• **Textauszug**:
- - - - -

Angst & Aufregung

Über ein dieser Wochen und Tage wohl uns alle dominierendes Gefühl der Ohnmacht.

Gute Kamera, schlechtes Selfie: Ich, wenn ich Fotos zu Posts mache, die man eigentlich gar nicht bebildern will.

Reg dich auf, haben sie gesagt. Das komme gut an, gerade auf Instagram. Rants generieren mehr Likes, Interaktion und Reichweite als Ausgewogenes, Nettes, Egales. Bloß: Ich kann mich gerade gar nicht aufregen, weil ich zu viel Angst und Lähmung spüre.

Am Donnerstag war ich auf der Lesung von Alexandra Zykunov. Im Berliner Babylon stellte sie ihr neues Buch „Wir sind doch alle längst gleichberechtigt! – 25 Bullshitsätze und wie wir sie zerlegen“ (Affiliate Link) vor, moderiert von Teresa Bücker. Zykunov regt sich darin so auf, wie sie es auf ihrem Instagram-Account tut. Über Männer, die keine Care-Arbeit übernehmen. Über Frauen, die das tolerieren und zu oft nicht anders können. Über eine Gesellschaft, die überholt gehörte Rollenbilder nicht nur hinnimmt und bestärkt, sondern besonders Eltern in ihnen gefangen hält. Themen, über die Frau sich nicht genug aufregen kann, Männer sich darüber aber auch aufregen sollten. In meinem Buch „Väter können das auch!“ tue ich das, zeige aber auch auf, warum wir in puncto Gleichberechtigung dort stehen, wo wir stehen und wie es uns gelingen kann, uns gemeinsam in eine bessere Zukunft zu bewegen.

- - - - -

• **Arbeitsanweisung 1**:
Geben Sie den Textauszug über Angst und Aufregung ab den Worten „Angst & Aufregung“ bis einschließlich „nicht bebildern will.“ erneut wieder und tauschen Sie dabei „Selfie“ gegen „Selbstporträt“ aus.
• **Arbeitsanweisung 2**:
Wer moderierte laut dem Textauszug die Lesung von Alexandra Zykunov im Berliner Babylon?
• **Arbeitsanweisung 3**:
Setzen Sie den Textauszug über Angst und Aufregung im Anschluss an seinen letzten Satz fort.
Die Einträge stammen aus einer anderen Quelle als der Textauszug.

- - - - -

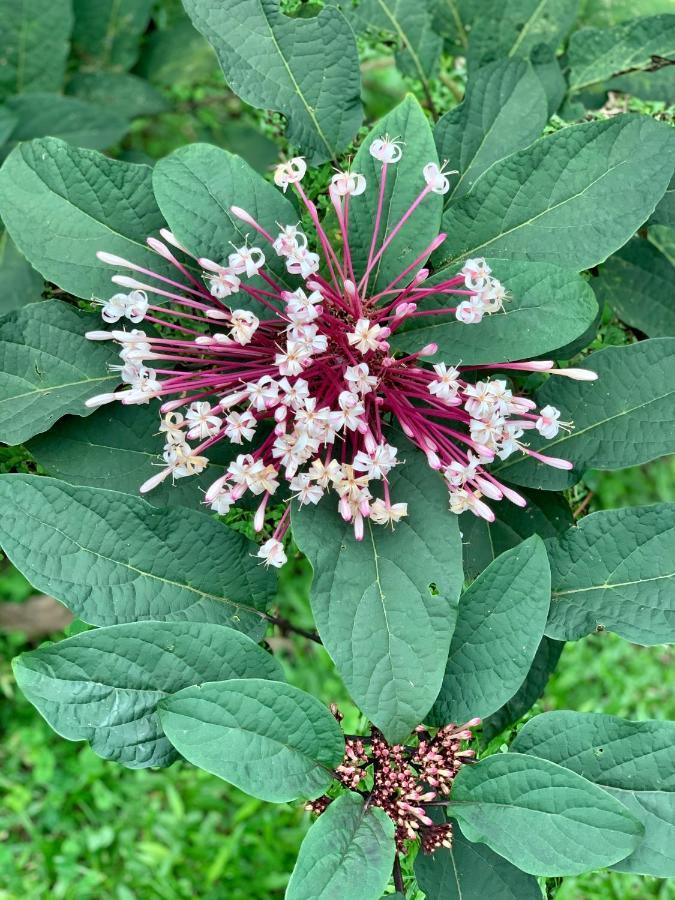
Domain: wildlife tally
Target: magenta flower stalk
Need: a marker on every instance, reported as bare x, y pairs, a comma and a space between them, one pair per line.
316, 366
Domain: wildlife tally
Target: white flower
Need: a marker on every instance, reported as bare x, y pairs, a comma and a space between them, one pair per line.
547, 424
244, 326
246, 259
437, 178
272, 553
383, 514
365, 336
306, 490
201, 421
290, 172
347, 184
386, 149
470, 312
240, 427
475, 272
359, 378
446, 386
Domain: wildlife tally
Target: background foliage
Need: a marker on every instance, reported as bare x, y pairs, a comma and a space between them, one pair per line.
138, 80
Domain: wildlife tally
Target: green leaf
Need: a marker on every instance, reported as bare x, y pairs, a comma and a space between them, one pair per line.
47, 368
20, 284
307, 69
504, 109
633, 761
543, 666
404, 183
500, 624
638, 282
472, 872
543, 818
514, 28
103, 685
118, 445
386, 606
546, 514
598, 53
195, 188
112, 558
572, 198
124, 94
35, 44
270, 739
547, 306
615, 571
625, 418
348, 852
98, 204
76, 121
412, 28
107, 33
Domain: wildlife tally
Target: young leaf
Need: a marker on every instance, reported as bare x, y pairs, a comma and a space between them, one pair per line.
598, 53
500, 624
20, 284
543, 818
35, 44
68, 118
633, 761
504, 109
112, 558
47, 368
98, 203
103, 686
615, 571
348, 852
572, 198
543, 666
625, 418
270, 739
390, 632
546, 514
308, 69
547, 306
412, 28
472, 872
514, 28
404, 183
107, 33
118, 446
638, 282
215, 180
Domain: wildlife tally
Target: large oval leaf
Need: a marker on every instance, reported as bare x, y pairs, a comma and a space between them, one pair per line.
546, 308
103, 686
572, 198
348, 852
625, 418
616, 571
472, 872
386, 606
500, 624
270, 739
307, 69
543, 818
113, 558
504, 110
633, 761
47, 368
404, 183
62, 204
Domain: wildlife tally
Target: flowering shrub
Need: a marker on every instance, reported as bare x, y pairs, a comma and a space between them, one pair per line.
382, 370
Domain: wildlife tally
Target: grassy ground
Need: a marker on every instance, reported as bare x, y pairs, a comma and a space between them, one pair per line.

- - - - -

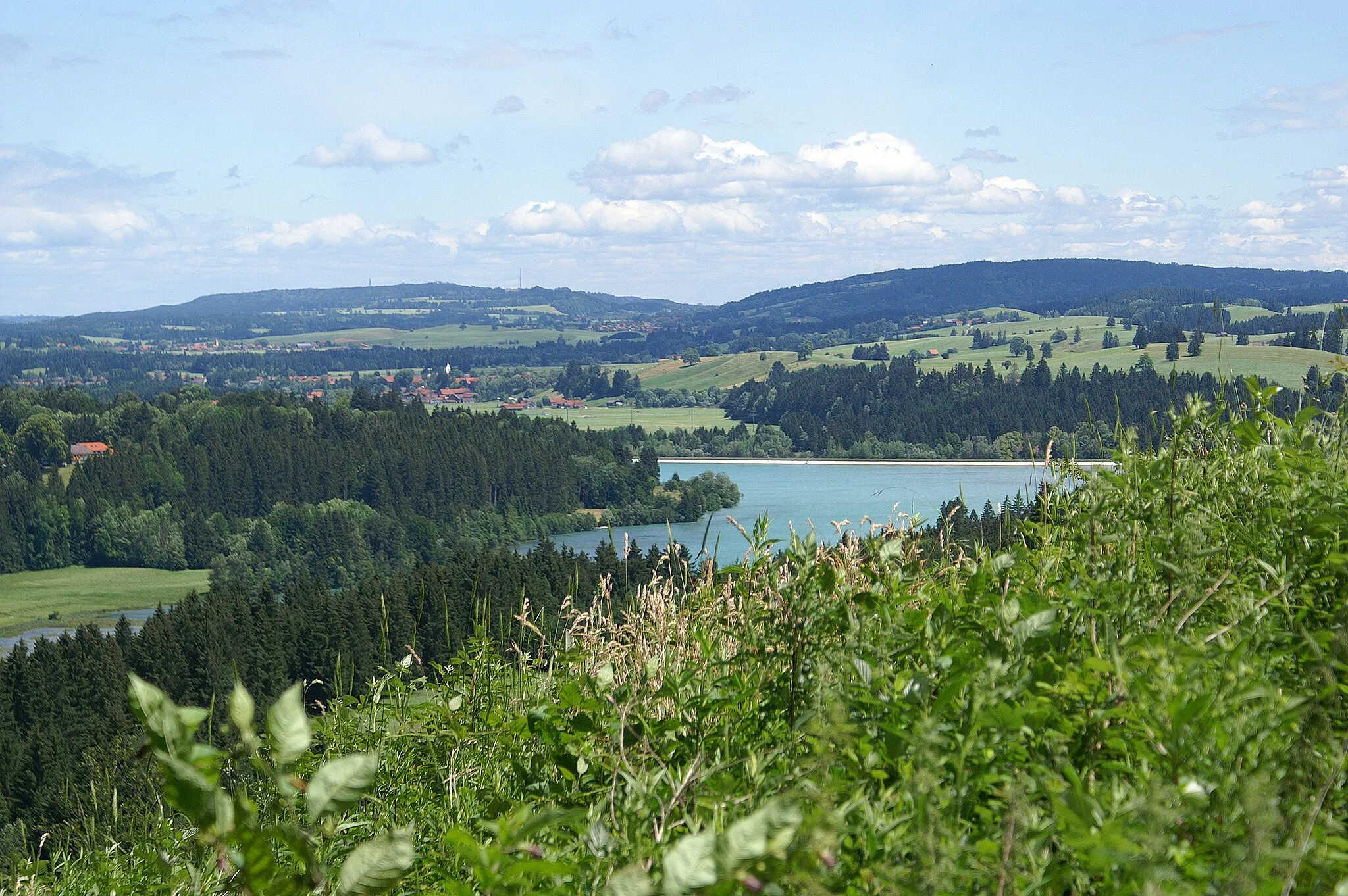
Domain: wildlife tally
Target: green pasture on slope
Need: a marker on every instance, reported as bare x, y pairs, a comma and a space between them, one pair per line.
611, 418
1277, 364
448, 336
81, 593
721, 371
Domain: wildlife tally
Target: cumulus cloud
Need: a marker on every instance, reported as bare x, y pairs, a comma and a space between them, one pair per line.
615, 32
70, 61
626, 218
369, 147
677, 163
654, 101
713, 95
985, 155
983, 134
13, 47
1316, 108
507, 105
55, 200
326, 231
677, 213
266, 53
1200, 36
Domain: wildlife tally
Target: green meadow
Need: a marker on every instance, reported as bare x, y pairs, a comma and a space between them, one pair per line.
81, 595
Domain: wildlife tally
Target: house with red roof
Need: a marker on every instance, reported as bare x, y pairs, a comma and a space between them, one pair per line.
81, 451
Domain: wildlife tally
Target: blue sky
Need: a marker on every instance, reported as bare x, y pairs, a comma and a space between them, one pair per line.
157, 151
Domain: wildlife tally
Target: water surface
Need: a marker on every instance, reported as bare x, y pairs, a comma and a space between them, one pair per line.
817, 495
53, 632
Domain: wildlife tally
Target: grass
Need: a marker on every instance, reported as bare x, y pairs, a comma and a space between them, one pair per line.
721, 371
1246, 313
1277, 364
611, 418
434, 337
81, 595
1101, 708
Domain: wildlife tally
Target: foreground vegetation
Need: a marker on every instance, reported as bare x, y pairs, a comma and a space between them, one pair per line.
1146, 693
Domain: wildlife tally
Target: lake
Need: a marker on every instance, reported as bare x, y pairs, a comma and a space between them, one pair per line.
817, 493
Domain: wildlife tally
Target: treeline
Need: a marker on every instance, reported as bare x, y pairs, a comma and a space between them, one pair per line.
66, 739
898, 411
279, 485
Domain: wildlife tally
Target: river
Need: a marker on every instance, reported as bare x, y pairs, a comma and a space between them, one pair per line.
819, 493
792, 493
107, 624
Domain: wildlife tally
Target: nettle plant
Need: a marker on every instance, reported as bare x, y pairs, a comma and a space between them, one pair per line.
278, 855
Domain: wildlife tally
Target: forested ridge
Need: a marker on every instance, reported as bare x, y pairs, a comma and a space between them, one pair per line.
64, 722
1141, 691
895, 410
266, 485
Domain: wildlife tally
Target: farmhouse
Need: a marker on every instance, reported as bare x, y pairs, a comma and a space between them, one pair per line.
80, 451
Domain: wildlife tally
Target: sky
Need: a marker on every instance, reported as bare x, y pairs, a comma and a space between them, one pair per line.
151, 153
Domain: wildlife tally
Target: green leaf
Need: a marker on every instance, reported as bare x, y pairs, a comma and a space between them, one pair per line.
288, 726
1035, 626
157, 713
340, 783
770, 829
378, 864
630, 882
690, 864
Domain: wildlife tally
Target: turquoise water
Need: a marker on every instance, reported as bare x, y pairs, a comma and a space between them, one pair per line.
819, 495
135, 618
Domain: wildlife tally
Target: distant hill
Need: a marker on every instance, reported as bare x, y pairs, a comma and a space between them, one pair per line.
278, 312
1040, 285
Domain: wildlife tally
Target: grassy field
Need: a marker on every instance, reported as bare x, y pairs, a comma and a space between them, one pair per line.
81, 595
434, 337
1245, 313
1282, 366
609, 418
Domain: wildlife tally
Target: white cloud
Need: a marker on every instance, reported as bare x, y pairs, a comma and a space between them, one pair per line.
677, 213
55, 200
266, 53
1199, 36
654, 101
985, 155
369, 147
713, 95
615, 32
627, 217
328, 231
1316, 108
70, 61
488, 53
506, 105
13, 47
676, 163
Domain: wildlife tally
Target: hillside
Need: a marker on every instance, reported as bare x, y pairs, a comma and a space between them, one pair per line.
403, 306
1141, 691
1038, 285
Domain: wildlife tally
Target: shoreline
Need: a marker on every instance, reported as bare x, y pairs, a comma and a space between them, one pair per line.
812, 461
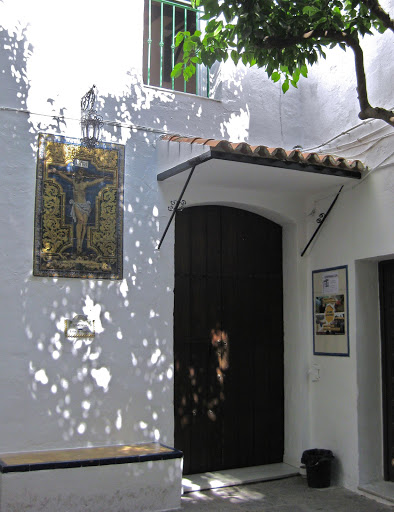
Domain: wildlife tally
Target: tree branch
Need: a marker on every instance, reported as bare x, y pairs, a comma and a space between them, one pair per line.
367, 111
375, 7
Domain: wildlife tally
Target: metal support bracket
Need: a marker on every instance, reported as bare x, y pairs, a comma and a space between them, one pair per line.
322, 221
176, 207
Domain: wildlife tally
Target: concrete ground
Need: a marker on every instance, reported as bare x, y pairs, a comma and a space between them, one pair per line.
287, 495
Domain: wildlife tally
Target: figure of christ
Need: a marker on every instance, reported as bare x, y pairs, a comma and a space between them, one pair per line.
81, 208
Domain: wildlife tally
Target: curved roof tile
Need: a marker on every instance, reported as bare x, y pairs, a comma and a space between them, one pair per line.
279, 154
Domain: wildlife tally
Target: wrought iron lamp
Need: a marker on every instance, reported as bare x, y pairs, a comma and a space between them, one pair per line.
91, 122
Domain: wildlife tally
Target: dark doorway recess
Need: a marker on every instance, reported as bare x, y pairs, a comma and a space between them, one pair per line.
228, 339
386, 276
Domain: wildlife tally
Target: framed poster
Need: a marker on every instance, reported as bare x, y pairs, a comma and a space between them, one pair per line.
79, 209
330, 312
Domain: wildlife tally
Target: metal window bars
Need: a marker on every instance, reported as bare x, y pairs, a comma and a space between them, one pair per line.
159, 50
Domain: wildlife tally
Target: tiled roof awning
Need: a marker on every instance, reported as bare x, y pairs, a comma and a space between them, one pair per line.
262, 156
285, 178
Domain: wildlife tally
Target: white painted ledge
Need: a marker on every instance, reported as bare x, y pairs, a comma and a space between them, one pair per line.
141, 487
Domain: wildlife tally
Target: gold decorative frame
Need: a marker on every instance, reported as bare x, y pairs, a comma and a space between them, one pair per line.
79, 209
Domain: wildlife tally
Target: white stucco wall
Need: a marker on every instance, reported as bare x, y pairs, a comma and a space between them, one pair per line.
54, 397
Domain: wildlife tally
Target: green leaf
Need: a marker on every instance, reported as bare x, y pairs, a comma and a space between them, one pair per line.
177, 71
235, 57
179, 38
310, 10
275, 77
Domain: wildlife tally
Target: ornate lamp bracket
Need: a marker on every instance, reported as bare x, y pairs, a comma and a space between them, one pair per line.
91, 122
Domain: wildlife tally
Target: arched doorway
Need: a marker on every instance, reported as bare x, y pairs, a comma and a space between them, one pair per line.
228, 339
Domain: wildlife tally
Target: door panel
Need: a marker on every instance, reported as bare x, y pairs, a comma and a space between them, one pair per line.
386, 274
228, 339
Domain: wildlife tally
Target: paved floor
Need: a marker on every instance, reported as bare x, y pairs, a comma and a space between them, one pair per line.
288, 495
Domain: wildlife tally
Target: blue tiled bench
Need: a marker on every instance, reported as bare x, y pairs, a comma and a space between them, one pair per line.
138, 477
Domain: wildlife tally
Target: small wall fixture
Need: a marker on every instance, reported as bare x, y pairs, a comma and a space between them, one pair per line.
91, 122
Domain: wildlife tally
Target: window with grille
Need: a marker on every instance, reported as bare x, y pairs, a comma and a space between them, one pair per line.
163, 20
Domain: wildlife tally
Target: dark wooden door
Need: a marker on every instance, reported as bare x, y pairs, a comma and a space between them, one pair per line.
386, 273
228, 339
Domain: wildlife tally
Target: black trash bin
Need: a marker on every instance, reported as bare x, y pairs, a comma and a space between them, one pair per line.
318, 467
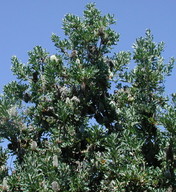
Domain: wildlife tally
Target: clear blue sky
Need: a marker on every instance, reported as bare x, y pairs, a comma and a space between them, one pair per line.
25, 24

- - - - -

• **Ergebnis 1**:
Angst & Aufregung

Über ein dieser Wochen und Tage wohl uns alle dominierendes Gefühl der Ohnmacht.

Gute Kamera, schlechtes Selbstporträt: Ich, wenn ich Fotos zu Posts mache, die man eigentlich gar nicht bebildern will.

• **Ergebnis 2**:
Teresa Bücker

• **Ergebnis 3**:
Auf der Fahrt zur Lesung höre ich im Radio Erlebnisse von Geflüchteten aus der Ukraine. Meist Frauen und Kinder. Menschen wie du und ich und wir, die von einem Tag ihre Häuser, ihre Männer und ihr altes Leben womöglich endgültig hinter sich lassen mussten, um… ja, wofür eigentlich? Um zu ÜBERLEBEN. Ich weine. Ich bin auch wütend. Vor allem aber habe ich Angst. Angst vor noch mehr Toten, vor einer humanitären Katastrophe, vor dem endgültigen Ende der vergleichsweise friedlichen Welt, in der zumindest meine Generation aufwachsen durfte. Egoistische Angst davor, dass dieses trotz aller Ärgernisse und Ungerechtigkeiten nicht so schlechte Leben nicht mehr wiederkommt. Dass noch Schlimmeres bevorsteht, und dass unsere Kinder mit dieser Angst groß werden. 

Wir sollten deshalb nicht aufhören mit dem Versuch, unser eigenes Leben zu leben und auch Sorgen und Probleme, die nichts mit Krieg zu tun haben, weiterhin ernst zu nehmen. Wir sollten uns aufregen dürfen, weil die Welt auch ohne den Invasionskrieg von Russland gegen die Ukraine und die Drohgebärden gegen andere Länder keine perfekte und gerechte war, ist und sein wird. Wir sollten helfen, uns aber auch mal hilflos fühlen dürfen – wohlwissend, dass es gerade Millionen anderer Menschen gibt, die noch viel hilfloser (und mittelloser) als wir sind.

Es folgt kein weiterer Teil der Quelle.